STATED TASK:
Output the data as a numbered list, from the very start through the line containing "MULTIPOLYGON (((85 27, 84", with both ends included and blank lines skipped. Leave the pictures out of your list.

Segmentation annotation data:
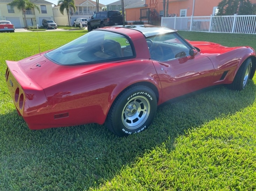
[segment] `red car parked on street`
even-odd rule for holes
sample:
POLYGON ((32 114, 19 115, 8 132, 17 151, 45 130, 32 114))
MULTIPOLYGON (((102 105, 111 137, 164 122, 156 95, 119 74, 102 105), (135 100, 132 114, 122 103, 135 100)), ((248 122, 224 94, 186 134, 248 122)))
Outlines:
POLYGON ((241 90, 255 51, 185 40, 150 25, 94 30, 54 50, 6 61, 7 84, 31 129, 105 123, 118 136, 138 133, 167 101, 219 85, 241 90))
POLYGON ((8 20, 0 20, 0 33, 10 32, 14 33, 14 25, 8 20))

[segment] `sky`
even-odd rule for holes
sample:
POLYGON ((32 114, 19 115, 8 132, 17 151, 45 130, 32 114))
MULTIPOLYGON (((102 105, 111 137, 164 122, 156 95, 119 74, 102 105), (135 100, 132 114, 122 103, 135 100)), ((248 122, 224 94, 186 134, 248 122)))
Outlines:
MULTIPOLYGON (((57 5, 58 0, 46 0, 47 1, 51 2, 54 4, 57 5)), ((94 1, 96 1, 95 0, 93 0, 94 1)), ((99 0, 99 2, 103 5, 108 5, 114 2, 117 1, 118 0, 99 0)))

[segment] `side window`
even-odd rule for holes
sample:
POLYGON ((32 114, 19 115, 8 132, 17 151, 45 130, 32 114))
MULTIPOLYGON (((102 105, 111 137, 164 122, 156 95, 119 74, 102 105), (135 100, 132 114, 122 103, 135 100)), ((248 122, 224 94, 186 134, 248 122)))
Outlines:
POLYGON ((176 33, 157 35, 146 40, 153 60, 167 61, 189 55, 191 47, 176 33))

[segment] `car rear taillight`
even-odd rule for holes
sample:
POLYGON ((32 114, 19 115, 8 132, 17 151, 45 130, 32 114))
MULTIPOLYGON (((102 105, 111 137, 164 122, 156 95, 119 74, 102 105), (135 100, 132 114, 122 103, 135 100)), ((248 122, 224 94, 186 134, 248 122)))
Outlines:
POLYGON ((8 77, 9 75, 9 71, 7 68, 6 69, 6 71, 5 72, 5 79, 6 79, 6 81, 8 80, 8 77))

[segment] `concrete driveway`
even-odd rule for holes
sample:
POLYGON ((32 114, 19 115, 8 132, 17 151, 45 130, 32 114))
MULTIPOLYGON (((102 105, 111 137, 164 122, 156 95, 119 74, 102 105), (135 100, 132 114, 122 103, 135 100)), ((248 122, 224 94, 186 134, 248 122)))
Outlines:
MULTIPOLYGON (((85 27, 84 30, 87 30, 87 27, 85 27)), ((53 32, 53 31, 77 31, 77 30, 64 30, 62 28, 57 28, 56 29, 47 29, 46 31, 39 31, 38 32, 45 32, 45 31, 49 32, 53 32)), ((24 29, 23 28, 15 28, 15 32, 36 32, 37 31, 29 31, 26 29, 24 29)))

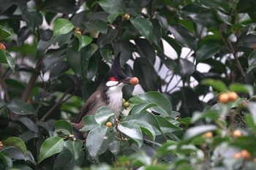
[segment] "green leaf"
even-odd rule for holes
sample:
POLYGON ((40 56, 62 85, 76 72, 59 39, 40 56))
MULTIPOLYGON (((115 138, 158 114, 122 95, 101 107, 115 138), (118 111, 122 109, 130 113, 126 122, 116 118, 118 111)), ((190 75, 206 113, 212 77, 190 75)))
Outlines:
POLYGON ((181 76, 184 81, 187 77, 190 76, 195 71, 195 66, 190 61, 179 58, 178 66, 181 76))
MULTIPOLYGON (((146 93, 139 94, 131 98, 129 100, 134 104, 152 103, 157 104, 161 109, 165 110, 170 115, 172 112, 172 104, 170 101, 162 93, 156 91, 148 91, 146 93)), ((158 112, 157 107, 152 107, 151 109, 158 112)))
POLYGON ((73 133, 73 128, 69 123, 67 122, 64 120, 59 120, 54 123, 55 131, 66 131, 69 133, 69 135, 73 133))
POLYGON ((256 103, 255 102, 249 102, 248 109, 249 112, 252 115, 252 117, 255 125, 256 125, 256 103))
POLYGON ((186 27, 179 23, 174 23, 169 26, 169 29, 179 45, 190 48, 194 51, 197 50, 197 44, 195 37, 186 27))
POLYGON ((54 154, 61 152, 64 148, 64 139, 59 136, 47 139, 41 146, 39 163, 54 154))
POLYGON ((42 16, 39 12, 24 11, 21 18, 26 21, 26 26, 31 31, 42 24, 42 16))
POLYGON ((158 74, 146 58, 137 58, 133 68, 135 76, 140 80, 140 85, 144 91, 158 89, 158 74))
POLYGON ((7 107, 18 115, 37 115, 36 110, 32 105, 18 98, 10 100, 7 103, 7 107))
POLYGON ((15 120, 18 120, 22 123, 24 125, 26 125, 30 131, 34 131, 35 133, 38 133, 38 128, 36 123, 32 121, 32 120, 29 119, 25 116, 19 116, 15 118, 15 120))
POLYGON ((80 51, 81 48, 86 47, 86 45, 89 45, 92 42, 92 39, 88 36, 80 35, 80 34, 76 32, 74 34, 79 39, 78 51, 80 51))
POLYGON ((151 107, 156 107, 157 104, 152 103, 140 103, 135 105, 130 115, 135 115, 141 113, 142 112, 146 111, 147 109, 151 108, 151 107))
POLYGON ((0 41, 5 39, 10 36, 13 34, 13 29, 10 28, 6 30, 2 26, 0 25, 0 41))
POLYGON ((202 61, 212 58, 219 53, 220 46, 216 43, 208 43, 200 47, 196 52, 197 63, 200 63, 202 61))
POLYGON ((157 129, 155 131, 157 135, 162 134, 158 120, 157 119, 156 116, 151 112, 145 111, 136 115, 129 115, 127 117, 125 117, 123 120, 128 121, 130 120, 145 121, 157 129))
POLYGON ((99 34, 97 39, 97 45, 99 47, 103 47, 108 44, 110 44, 115 39, 118 35, 118 31, 117 29, 113 29, 109 28, 107 34, 99 34))
POLYGON ((7 139, 3 141, 6 146, 13 146, 20 150, 26 160, 26 147, 23 140, 18 137, 9 137, 7 139))
POLYGON ((74 28, 74 25, 68 20, 59 18, 53 25, 53 35, 65 34, 70 32, 74 28))
POLYGON ((140 130, 146 133, 146 134, 148 135, 148 136, 154 141, 156 139, 156 133, 152 128, 152 125, 151 125, 148 123, 145 122, 145 121, 141 121, 139 120, 130 120, 127 122, 127 123, 135 123, 138 125, 140 128, 140 130))
POLYGON ((215 125, 197 125, 189 128, 184 135, 184 140, 188 141, 194 139, 195 137, 202 135, 208 131, 216 131, 217 126, 215 125))
POLYGON ((84 126, 80 129, 80 131, 89 131, 97 126, 99 124, 95 120, 95 115, 87 115, 83 117, 83 121, 85 123, 84 126))
POLYGON ((0 62, 6 63, 7 63, 11 70, 14 72, 15 70, 16 61, 12 56, 7 52, 0 49, 0 62))
POLYGON ((114 113, 108 107, 100 107, 95 115, 95 120, 100 125, 105 125, 110 117, 114 115, 114 113))
POLYGON ((0 152, 0 159, 8 169, 12 168, 12 158, 7 152, 0 152))
POLYGON ((99 4, 109 14, 124 13, 126 8, 123 0, 101 0, 99 4))
POLYGON ((87 136, 86 148, 92 160, 103 153, 108 145, 115 139, 116 133, 113 127, 105 125, 97 127, 89 131, 87 136))
POLYGON ((153 31, 153 24, 144 18, 132 18, 130 21, 140 35, 148 39, 149 42, 151 42, 150 36, 153 31))
POLYGON ((233 83, 230 85, 229 88, 231 91, 246 93, 250 96, 254 94, 254 88, 251 85, 233 83))
POLYGON ((74 158, 74 161, 76 161, 79 158, 80 150, 81 150, 83 143, 80 139, 76 139, 75 141, 66 141, 64 143, 65 148, 68 149, 74 158))
MULTIPOLYGON (((256 108, 255 108, 256 109, 256 108)), ((256 116, 254 115, 256 118, 256 116)), ((252 115, 249 114, 246 114, 245 115, 244 120, 247 124, 247 125, 250 128, 252 128, 255 131, 256 131, 256 120, 253 120, 252 115)))
POLYGON ((72 169, 74 161, 73 155, 70 150, 67 149, 63 150, 57 156, 54 161, 53 170, 67 170, 72 169))
POLYGON ((0 49, 0 62, 2 63, 7 63, 5 51, 1 49, 0 49))
POLYGON ((156 61, 156 53, 148 41, 145 39, 135 39, 135 42, 141 57, 146 58, 154 66, 156 61))
POLYGON ((208 1, 208 0, 200 0, 200 2, 202 4, 211 7, 211 8, 216 8, 219 9, 222 11, 225 11, 225 12, 228 13, 230 10, 230 7, 227 4, 227 1, 222 1, 222 0, 212 0, 212 1, 208 1))
POLYGON ((219 92, 228 92, 226 85, 219 80, 206 79, 201 81, 200 84, 204 85, 210 85, 219 92))
POLYGON ((218 118, 219 114, 216 110, 208 110, 204 112, 195 112, 193 116, 190 120, 190 123, 195 123, 198 120, 204 118, 210 118, 211 120, 215 120, 218 118))
POLYGON ((89 29, 94 29, 102 34, 107 34, 108 25, 106 23, 100 20, 90 20, 85 23, 86 26, 89 29))
POLYGON ((185 18, 189 18, 193 22, 208 28, 221 23, 214 10, 206 9, 195 3, 190 3, 186 5, 182 9, 181 12, 185 18))
POLYGON ((135 123, 123 122, 118 126, 118 130, 135 141, 139 147, 141 147, 143 137, 140 127, 135 123))
POLYGON ((256 68, 256 49, 248 57, 248 66, 247 74, 256 68))
POLYGON ((172 133, 173 131, 181 131, 182 128, 173 125, 168 120, 167 120, 165 117, 161 117, 161 116, 156 116, 157 118, 158 122, 161 123, 160 128, 162 133, 167 134, 167 133, 172 133))

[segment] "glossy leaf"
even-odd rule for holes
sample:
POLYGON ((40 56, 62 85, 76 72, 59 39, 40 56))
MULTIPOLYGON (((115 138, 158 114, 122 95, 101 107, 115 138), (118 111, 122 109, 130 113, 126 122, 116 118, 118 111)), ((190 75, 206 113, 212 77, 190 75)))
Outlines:
POLYGON ((197 50, 197 41, 184 26, 179 23, 172 24, 169 26, 169 30, 174 36, 177 43, 184 47, 188 47, 196 51, 197 50))
POLYGON ((88 45, 89 44, 90 44, 92 42, 92 39, 88 36, 80 35, 76 32, 74 34, 79 39, 78 51, 80 51, 81 50, 81 48, 86 47, 86 45, 88 45))
POLYGON ((151 103, 140 103, 135 105, 132 111, 131 115, 139 114, 143 111, 146 111, 147 109, 151 108, 151 107, 156 107, 157 104, 151 103))
POLYGON ((109 14, 124 12, 125 3, 123 0, 102 0, 99 1, 99 4, 109 14))
POLYGON ((42 16, 38 12, 24 11, 21 18, 26 21, 29 30, 34 31, 37 26, 42 23, 42 16))
POLYGON ((247 74, 256 68, 256 50, 255 49, 248 57, 248 66, 249 67, 246 71, 247 74))
POLYGON ((228 92, 227 87, 223 82, 218 80, 206 79, 200 82, 201 85, 210 85, 219 92, 228 92))
POLYGON ((135 123, 124 122, 118 125, 118 128, 121 133, 124 133, 127 136, 132 139, 139 147, 141 147, 143 137, 142 136, 141 130, 138 125, 135 123))
POLYGON ((7 52, 0 49, 0 62, 4 63, 8 63, 11 70, 14 72, 15 69, 16 61, 12 56, 7 52))
POLYGON ((2 26, 0 25, 0 41, 8 38, 13 34, 13 29, 9 28, 9 30, 7 30, 5 28, 4 28, 2 26))
POLYGON ((107 34, 108 25, 100 20, 94 20, 85 23, 86 27, 90 29, 95 29, 102 34, 107 34))
POLYGON ((18 137, 9 137, 7 139, 3 141, 4 144, 6 146, 13 146, 18 148, 19 150, 22 152, 25 157, 25 160, 26 160, 26 147, 23 140, 18 137))
POLYGON ((18 115, 37 115, 34 107, 20 99, 13 98, 10 100, 7 107, 12 112, 18 115))
POLYGON ((229 88, 231 91, 246 93, 248 93, 250 96, 254 94, 253 87, 250 85, 233 83, 230 85, 229 88))
POLYGON ((160 128, 162 133, 172 133, 173 131, 181 131, 182 129, 168 121, 166 118, 161 116, 156 116, 158 122, 160 123, 160 128))
POLYGON ((134 72, 145 91, 158 89, 158 75, 148 60, 137 58, 134 63, 134 72))
POLYGON ((76 139, 75 141, 66 141, 64 143, 64 146, 66 149, 68 149, 73 158, 74 161, 79 158, 80 151, 83 145, 83 143, 80 139, 76 139))
POLYGON ((73 128, 69 123, 64 120, 59 120, 54 123, 55 131, 64 130, 69 135, 73 133, 73 128))
POLYGON ((149 42, 151 42, 150 35, 153 31, 153 24, 144 18, 136 18, 130 20, 140 35, 148 39, 149 42))
POLYGON ((181 76, 183 80, 193 74, 195 70, 195 66, 191 61, 180 58, 178 60, 178 66, 181 76))
POLYGON ((214 131, 217 129, 217 126, 215 125, 197 125, 188 129, 184 136, 184 139, 186 141, 191 140, 193 138, 202 135, 208 131, 214 131))
MULTIPOLYGON (((172 104, 170 101, 159 92, 149 91, 146 93, 139 94, 129 99, 129 101, 135 104, 152 103, 157 104, 160 108, 166 112, 169 115, 172 112, 172 104)), ((154 110, 154 107, 151 109, 154 110)), ((157 110, 156 110, 157 112, 157 110)))
POLYGON ((70 32, 74 28, 74 25, 68 20, 59 18, 53 25, 53 35, 65 34, 70 32))
POLYGON ((89 131, 86 140, 86 148, 92 160, 103 153, 108 145, 115 139, 113 128, 105 125, 97 127, 89 131))
POLYGON ((59 136, 47 139, 41 146, 39 163, 54 154, 61 152, 64 148, 64 139, 59 136))
POLYGON ((12 168, 12 160, 7 153, 4 152, 1 152, 0 159, 4 163, 6 167, 7 167, 8 169, 12 168))
POLYGON ((229 5, 225 1, 219 1, 219 0, 213 0, 213 1, 207 1, 207 0, 201 0, 200 2, 202 4, 212 7, 217 8, 226 12, 229 12, 229 5))
POLYGON ((18 117, 15 120, 21 122, 24 125, 26 125, 30 131, 35 133, 38 133, 38 128, 36 123, 27 117, 18 117))
POLYGON ((136 39, 135 42, 141 57, 146 58, 154 66, 156 61, 156 53, 148 41, 145 39, 136 39))
POLYGON ((108 107, 100 107, 95 115, 95 120, 100 125, 105 124, 110 117, 114 115, 113 113, 108 107))
POLYGON ((138 120, 131 120, 127 121, 127 123, 135 123, 138 125, 140 128, 141 131, 148 134, 148 136, 153 141, 154 141, 154 139, 156 139, 156 133, 154 132, 154 130, 152 128, 152 126, 148 123, 138 120))
POLYGON ((83 117, 83 121, 85 125, 79 130, 80 131, 88 131, 99 126, 98 123, 95 120, 95 115, 86 115, 83 117))
POLYGON ((160 128, 159 122, 158 122, 156 116, 151 112, 145 111, 136 115, 129 115, 129 116, 124 118, 124 121, 128 121, 129 120, 139 120, 140 121, 145 121, 151 125, 154 128, 155 128, 155 129, 158 131, 157 131, 155 130, 157 135, 162 133, 160 128))

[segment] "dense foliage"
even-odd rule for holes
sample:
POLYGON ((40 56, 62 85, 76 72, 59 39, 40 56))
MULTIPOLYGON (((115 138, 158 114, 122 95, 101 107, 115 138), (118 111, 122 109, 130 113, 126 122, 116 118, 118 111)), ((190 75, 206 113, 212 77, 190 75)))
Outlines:
POLYGON ((0 4, 1 169, 255 168, 255 1, 0 4), (128 115, 102 107, 75 139, 119 52, 128 115))

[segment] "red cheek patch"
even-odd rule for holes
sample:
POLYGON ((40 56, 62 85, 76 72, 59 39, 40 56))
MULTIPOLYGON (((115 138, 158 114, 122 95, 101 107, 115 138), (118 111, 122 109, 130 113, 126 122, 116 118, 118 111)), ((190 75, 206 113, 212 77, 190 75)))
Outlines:
POLYGON ((109 80, 113 81, 113 82, 116 82, 116 79, 115 77, 110 77, 110 78, 109 79, 109 80))

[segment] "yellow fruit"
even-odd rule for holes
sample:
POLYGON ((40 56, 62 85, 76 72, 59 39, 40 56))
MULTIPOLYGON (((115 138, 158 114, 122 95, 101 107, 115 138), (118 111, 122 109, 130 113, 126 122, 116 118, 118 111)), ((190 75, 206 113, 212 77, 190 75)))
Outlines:
POLYGON ((239 131, 239 130, 236 130, 233 132, 233 136, 234 137, 240 137, 241 136, 242 136, 242 133, 239 131))
POLYGON ((228 93, 228 99, 230 101, 236 101, 237 99, 237 94, 236 92, 230 92, 228 93))
POLYGON ((239 159, 241 156, 242 156, 242 155, 241 155, 241 152, 237 152, 237 153, 235 153, 234 158, 235 159, 239 159))
POLYGON ((108 128, 109 128, 109 127, 111 127, 111 126, 112 126, 112 123, 110 123, 110 122, 107 122, 107 123, 106 123, 106 126, 108 127, 108 128))
POLYGON ((139 80, 137 77, 132 77, 129 80, 129 83, 133 85, 136 85, 139 84, 139 80))
POLYGON ((0 48, 3 50, 6 50, 5 45, 1 42, 0 42, 0 48))
POLYGON ((227 93, 221 93, 219 96, 219 101, 221 103, 227 104, 228 102, 228 100, 229 100, 229 96, 227 93))
POLYGON ((206 137, 206 138, 212 138, 213 134, 211 131, 208 131, 206 134, 203 134, 203 136, 206 137))
POLYGON ((251 154, 246 150, 243 150, 241 152, 241 155, 242 157, 244 157, 246 160, 249 160, 251 158, 251 154))
POLYGON ((124 102, 124 103, 123 104, 123 106, 124 106, 124 107, 128 107, 129 106, 129 104, 128 101, 126 101, 126 102, 124 102))

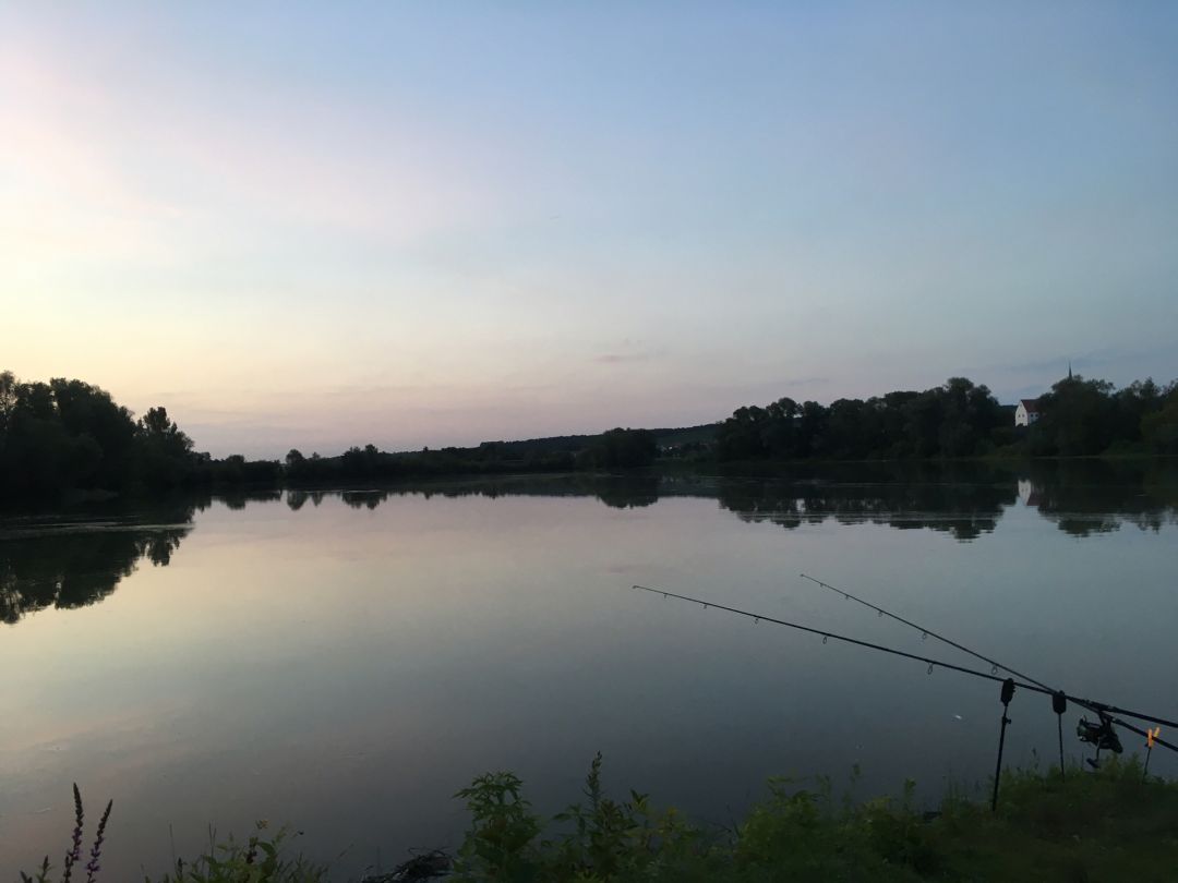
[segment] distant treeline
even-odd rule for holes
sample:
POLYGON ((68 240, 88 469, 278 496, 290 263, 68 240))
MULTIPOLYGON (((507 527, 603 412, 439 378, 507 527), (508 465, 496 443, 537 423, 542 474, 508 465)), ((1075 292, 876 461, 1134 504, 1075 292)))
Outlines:
POLYGON ((789 398, 741 407, 716 430, 721 462, 904 459, 1025 454, 1178 453, 1178 381, 1067 377, 1038 400, 1039 419, 1014 426, 1014 409, 985 386, 954 377, 924 392, 839 399, 789 398))
MULTIPOLYGON (((671 432, 671 431, 667 431, 671 432)), ((75 490, 333 484, 450 474, 558 472, 650 465, 654 432, 488 442, 478 447, 389 453, 375 445, 338 457, 290 451, 284 462, 214 459, 198 452, 167 410, 135 419, 108 392, 81 380, 21 381, 0 373, 0 503, 75 490)))
POLYGON ((1013 409, 985 386, 952 378, 924 392, 839 399, 789 398, 742 407, 727 420, 680 430, 614 429, 598 436, 484 442, 477 447, 336 457, 291 450, 284 460, 214 459, 164 407, 135 419, 81 380, 18 380, 0 373, 0 503, 73 490, 329 485, 441 476, 614 470, 659 458, 697 463, 806 459, 929 459, 1099 453, 1178 453, 1178 383, 1114 391, 1068 377, 1039 399, 1040 418, 1017 429, 1013 409))

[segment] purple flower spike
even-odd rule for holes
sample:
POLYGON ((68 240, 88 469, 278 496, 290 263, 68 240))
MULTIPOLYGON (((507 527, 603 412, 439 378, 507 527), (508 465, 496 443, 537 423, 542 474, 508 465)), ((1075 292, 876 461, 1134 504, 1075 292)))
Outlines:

RESULT OF THIS TASK:
1. [segment] `red car parked on street`
2. even-odd rule for holes
3. sample:
4. POLYGON ((32 114, 19 115, 8 132, 17 151, 45 130, 32 114))
5. MULTIPOLYGON (((102 105, 111 137, 164 122, 156 95, 119 74, 102 105), (135 100, 132 114, 122 103, 135 100)), ((248 122, 224 94, 186 134, 248 122)))
6. Outlines:
7. POLYGON ((241 90, 255 51, 185 40, 150 25, 94 30, 54 50, 6 61, 7 84, 31 129, 105 123, 118 136, 138 133, 167 101, 219 85, 241 90))
8. POLYGON ((8 20, 0 20, 0 33, 10 32, 14 33, 14 25, 8 20))
9. [segment] `sky`
10. even-odd rule for holes
11. sample:
12. POLYGON ((32 114, 19 115, 8 132, 17 151, 45 130, 32 114))
13. MULTIPOLYGON (((102 105, 111 137, 164 122, 156 95, 119 74, 102 105), (135 100, 132 114, 122 103, 135 100)), ((248 122, 224 94, 186 134, 248 122)))
14. Outlines:
15. MULTIPOLYGON (((57 5, 58 0, 46 0, 47 1, 51 2, 54 4, 57 5)), ((94 1, 96 1, 95 0, 93 0, 94 1)), ((99 0, 99 2, 103 5, 108 5, 114 2, 117 1, 118 0, 99 0)))
16. [segment] `side window`
17. even-odd rule for holes
18. sample:
19. POLYGON ((32 114, 19 115, 8 132, 17 151, 45 130, 32 114))
20. MULTIPOLYGON (((102 105, 111 137, 164 122, 156 95, 119 74, 102 105), (135 100, 132 114, 122 103, 135 100)), ((248 122, 224 94, 186 134, 248 122)))
21. Outlines:
22. POLYGON ((176 33, 157 35, 146 40, 153 60, 167 61, 189 55, 191 47, 176 33))
23. [segment] `car rear taillight`
24. even-odd rule for holes
25. sample:
26. POLYGON ((32 114, 19 115, 8 132, 17 151, 45 130, 32 114))
27. MULTIPOLYGON (((102 105, 111 137, 164 122, 156 95, 119 74, 102 105), (135 100, 132 114, 122 103, 135 100)), ((248 122, 224 94, 186 134, 248 122)))
28. Outlines:
29. POLYGON ((8 77, 9 75, 9 71, 7 68, 6 69, 6 71, 5 72, 5 79, 6 79, 6 81, 8 80, 8 77))
30. [segment] `concrete driveway`
31. even-odd rule for holes
32. sample:
33. POLYGON ((32 114, 19 115, 8 132, 17 151, 45 130, 32 114))
34. MULTIPOLYGON (((102 105, 111 137, 164 122, 156 95, 119 74, 102 105), (135 100, 132 114, 122 103, 135 100)), ((248 122, 224 94, 186 134, 248 122)))
35. Outlines:
36. MULTIPOLYGON (((85 27, 84 30, 87 30, 87 27, 85 27)), ((53 32, 53 31, 77 31, 77 30, 64 30, 62 28, 57 28, 56 29, 47 29, 46 31, 39 31, 38 32, 45 32, 45 31, 49 32, 53 32)), ((24 29, 23 28, 15 28, 15 32, 36 32, 37 31, 29 31, 26 29, 24 29)))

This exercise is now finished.